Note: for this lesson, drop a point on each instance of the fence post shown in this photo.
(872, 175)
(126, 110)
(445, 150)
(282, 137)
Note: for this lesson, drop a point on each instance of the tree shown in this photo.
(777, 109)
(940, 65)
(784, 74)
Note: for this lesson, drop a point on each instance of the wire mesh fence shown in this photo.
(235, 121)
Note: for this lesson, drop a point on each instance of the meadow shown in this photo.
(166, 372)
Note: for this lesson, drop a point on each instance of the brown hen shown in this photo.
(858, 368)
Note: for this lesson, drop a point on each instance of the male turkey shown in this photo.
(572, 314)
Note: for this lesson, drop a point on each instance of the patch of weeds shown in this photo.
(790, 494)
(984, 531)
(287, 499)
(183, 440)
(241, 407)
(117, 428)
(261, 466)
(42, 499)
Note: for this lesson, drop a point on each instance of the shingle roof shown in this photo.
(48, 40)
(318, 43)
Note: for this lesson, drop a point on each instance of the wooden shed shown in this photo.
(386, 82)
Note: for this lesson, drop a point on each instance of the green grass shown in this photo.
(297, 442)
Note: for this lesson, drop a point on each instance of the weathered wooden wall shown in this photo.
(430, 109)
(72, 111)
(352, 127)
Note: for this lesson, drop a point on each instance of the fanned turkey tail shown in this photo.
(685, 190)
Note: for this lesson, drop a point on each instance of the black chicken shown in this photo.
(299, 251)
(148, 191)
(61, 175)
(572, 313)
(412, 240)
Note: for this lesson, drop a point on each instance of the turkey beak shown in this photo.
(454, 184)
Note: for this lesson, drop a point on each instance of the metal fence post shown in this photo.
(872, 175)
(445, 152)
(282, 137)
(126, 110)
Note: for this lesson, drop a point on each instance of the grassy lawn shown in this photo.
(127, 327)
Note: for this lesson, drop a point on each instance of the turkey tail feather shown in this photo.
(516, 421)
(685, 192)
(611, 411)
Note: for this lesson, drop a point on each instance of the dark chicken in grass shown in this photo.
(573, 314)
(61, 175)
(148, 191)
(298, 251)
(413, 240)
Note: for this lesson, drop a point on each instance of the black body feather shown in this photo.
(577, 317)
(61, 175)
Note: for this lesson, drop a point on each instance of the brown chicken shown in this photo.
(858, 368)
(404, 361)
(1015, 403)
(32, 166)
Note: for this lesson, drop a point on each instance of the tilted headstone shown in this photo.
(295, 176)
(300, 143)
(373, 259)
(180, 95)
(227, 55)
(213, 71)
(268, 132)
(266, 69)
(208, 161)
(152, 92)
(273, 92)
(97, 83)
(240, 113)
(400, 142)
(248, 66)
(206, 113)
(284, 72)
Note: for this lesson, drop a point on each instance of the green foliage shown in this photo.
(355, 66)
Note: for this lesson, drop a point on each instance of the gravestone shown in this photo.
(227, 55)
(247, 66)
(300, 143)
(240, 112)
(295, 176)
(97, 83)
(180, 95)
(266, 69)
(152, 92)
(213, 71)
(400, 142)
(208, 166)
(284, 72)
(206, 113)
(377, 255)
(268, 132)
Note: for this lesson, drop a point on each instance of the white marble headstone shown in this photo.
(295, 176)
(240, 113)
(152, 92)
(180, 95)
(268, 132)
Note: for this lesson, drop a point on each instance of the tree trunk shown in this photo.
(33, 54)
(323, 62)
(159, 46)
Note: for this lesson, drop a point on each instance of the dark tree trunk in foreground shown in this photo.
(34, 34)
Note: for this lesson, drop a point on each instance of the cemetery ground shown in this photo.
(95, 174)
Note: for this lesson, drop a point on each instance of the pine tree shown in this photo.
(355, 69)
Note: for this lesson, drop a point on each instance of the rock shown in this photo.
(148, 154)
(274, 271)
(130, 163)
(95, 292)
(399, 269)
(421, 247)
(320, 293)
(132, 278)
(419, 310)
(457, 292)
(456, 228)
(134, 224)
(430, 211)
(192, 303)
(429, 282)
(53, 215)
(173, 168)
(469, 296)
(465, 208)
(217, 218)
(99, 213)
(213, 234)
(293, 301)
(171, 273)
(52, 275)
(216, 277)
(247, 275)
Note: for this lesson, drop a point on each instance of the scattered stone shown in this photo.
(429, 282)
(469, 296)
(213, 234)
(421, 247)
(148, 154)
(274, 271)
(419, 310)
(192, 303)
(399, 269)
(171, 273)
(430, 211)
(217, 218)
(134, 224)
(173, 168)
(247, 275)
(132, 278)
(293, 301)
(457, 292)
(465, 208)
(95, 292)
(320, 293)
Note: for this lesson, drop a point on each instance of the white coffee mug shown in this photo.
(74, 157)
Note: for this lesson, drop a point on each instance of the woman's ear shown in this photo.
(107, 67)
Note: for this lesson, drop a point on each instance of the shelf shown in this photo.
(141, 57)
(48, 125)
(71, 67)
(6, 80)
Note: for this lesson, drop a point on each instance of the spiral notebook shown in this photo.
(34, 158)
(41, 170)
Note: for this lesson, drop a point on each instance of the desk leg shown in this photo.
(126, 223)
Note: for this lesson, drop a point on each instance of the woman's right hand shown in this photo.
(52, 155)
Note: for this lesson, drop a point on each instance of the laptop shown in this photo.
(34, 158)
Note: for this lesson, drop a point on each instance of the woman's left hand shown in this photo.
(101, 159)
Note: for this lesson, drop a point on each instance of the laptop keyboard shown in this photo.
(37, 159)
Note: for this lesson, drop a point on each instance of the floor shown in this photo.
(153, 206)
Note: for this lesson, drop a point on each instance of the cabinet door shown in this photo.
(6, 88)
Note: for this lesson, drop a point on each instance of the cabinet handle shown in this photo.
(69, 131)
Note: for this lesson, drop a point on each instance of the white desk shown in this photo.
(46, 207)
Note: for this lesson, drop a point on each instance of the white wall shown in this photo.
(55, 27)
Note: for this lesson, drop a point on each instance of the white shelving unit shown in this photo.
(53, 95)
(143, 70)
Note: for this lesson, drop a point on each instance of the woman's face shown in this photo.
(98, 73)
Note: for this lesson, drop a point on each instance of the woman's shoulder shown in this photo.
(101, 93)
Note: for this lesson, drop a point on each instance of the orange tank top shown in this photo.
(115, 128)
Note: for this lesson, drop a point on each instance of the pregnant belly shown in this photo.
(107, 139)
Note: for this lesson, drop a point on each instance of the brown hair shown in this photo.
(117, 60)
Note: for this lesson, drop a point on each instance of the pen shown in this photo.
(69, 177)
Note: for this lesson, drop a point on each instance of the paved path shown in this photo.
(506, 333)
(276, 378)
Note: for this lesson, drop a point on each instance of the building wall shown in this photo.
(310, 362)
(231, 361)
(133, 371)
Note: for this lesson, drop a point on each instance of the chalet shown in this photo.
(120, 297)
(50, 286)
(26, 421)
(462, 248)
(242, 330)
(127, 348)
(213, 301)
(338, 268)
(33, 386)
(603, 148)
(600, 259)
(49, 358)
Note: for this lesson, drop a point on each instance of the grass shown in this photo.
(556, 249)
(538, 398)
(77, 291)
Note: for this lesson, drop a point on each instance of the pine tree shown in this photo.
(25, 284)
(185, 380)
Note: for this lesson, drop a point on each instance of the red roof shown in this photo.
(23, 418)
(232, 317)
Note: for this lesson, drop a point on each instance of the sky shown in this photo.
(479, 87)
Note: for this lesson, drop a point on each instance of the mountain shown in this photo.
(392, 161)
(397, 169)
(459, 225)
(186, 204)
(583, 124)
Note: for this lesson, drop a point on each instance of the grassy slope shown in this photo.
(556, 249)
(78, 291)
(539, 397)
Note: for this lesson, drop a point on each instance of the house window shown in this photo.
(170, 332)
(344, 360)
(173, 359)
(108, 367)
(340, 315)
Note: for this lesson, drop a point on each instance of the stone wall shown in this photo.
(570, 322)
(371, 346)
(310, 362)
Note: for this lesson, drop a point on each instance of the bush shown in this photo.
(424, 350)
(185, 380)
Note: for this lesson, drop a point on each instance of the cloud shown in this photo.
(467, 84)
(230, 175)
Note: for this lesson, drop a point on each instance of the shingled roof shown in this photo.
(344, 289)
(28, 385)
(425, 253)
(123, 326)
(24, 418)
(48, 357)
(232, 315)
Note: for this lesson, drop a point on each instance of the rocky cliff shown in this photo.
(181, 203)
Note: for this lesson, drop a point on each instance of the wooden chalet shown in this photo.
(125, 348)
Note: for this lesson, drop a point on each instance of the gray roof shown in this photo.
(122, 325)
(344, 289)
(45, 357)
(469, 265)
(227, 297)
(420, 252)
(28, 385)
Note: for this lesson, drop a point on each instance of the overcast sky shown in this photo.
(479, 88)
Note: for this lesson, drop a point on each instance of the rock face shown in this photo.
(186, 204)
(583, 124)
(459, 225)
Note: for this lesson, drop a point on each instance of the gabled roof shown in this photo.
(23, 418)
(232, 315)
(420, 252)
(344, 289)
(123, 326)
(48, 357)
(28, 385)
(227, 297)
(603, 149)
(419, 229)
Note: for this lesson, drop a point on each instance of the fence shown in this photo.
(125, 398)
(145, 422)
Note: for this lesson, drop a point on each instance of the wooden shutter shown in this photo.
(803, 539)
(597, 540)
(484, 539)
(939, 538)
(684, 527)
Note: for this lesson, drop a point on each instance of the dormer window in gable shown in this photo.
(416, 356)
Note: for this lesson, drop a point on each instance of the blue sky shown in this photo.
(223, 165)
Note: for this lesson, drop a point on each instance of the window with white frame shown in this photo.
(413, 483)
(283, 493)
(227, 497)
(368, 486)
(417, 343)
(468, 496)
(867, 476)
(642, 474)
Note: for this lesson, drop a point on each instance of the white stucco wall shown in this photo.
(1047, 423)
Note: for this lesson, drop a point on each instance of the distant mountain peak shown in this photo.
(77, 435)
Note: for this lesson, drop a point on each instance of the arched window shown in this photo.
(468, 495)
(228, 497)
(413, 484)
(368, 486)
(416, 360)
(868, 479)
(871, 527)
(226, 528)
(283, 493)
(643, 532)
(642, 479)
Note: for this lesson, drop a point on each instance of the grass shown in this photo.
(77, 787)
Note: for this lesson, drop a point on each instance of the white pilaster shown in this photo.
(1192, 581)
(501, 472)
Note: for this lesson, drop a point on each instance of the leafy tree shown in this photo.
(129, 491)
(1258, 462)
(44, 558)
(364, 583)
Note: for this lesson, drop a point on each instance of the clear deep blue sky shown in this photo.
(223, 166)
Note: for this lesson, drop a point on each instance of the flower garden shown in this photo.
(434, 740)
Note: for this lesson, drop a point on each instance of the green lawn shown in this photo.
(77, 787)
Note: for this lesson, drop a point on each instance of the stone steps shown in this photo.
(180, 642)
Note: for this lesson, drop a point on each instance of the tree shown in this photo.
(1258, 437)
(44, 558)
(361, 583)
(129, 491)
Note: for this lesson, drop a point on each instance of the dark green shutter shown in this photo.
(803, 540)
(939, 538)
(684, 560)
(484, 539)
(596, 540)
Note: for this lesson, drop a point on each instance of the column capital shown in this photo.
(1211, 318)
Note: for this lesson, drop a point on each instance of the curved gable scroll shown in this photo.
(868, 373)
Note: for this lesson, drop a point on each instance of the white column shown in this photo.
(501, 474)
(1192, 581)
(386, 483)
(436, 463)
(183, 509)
::::
**THE TASK:** Give the rows as a numbered list, starting with the line that contains "frame shown in this photo." and going through the last row, with both of those lines included and any blank lines left out.

**TASK OUTPUT:**
1. Note: for this lesson, drop a point on each instance of the window with white frame shown in this photo.
2. (413, 483)
3. (283, 493)
4. (227, 497)
5. (368, 486)
6. (417, 343)
7. (468, 496)
8. (867, 476)
9. (642, 474)
10. Note: for this lesson, drop a point on each instance of the white stucco wall shown in this photo.
11. (1047, 423)
12. Note: for this lesson, drop a point on each instance of the distant mountain peak shown in this photo.
13. (77, 435)
14. Note: for this lesson, drop a point on each instance of the arched window shown in this photo.
15. (468, 495)
16. (228, 497)
17. (413, 484)
18. (368, 486)
19. (416, 360)
20. (868, 479)
21. (871, 527)
22. (226, 528)
23. (283, 493)
24. (643, 532)
25. (642, 479)
26. Note: for this lesson, drop a point on each instance of the grass shown in this photo.
27. (77, 787)
28. Note: for this lesson, drop a point on each instance of the white pilaster shown in this photo.
29. (1192, 581)
30. (501, 472)
31. Note: for this lesson, drop a point on each instance of the leafy tree shown in this photo.
32. (129, 491)
33. (1258, 462)
34. (44, 558)
35. (364, 583)
36. Note: for this lesson, drop a point on each instance of the clear deep blue sky shown in this photo.
37. (223, 166)
38. Note: for this lesson, drop a point on each instance of the flower garden shown in this photo.
39. (434, 740)
40. Note: for this lesson, drop a point on each instance of the green lawn shown in this photo.
41. (77, 787)
42. Note: for this lesson, drop a point on each instance of the stone steps shown in this photo.
43. (180, 642)
44. Note: for this lesson, drop a point on each instance of the tree shown in this photo.
45. (1258, 437)
46. (44, 558)
47. (361, 583)
48. (129, 491)
49. Note: for this lesson, drop a point on each instance of the dark green shutter shown in this photo.
50. (803, 540)
51. (939, 538)
52. (684, 560)
53. (484, 539)
54. (596, 540)
55. Note: for this lesson, drop a point on each instance of the column capital shown in this photo.
56. (1211, 318)
57. Note: for this lesson, drop a point on each instance of the curved gable scroll shown in this photo.
58. (868, 373)
59. Note: for this lesson, drop a point on each instance of the white column shown in this photo.
60. (501, 474)
61. (1192, 581)
62. (386, 483)
63. (436, 463)
64. (183, 509)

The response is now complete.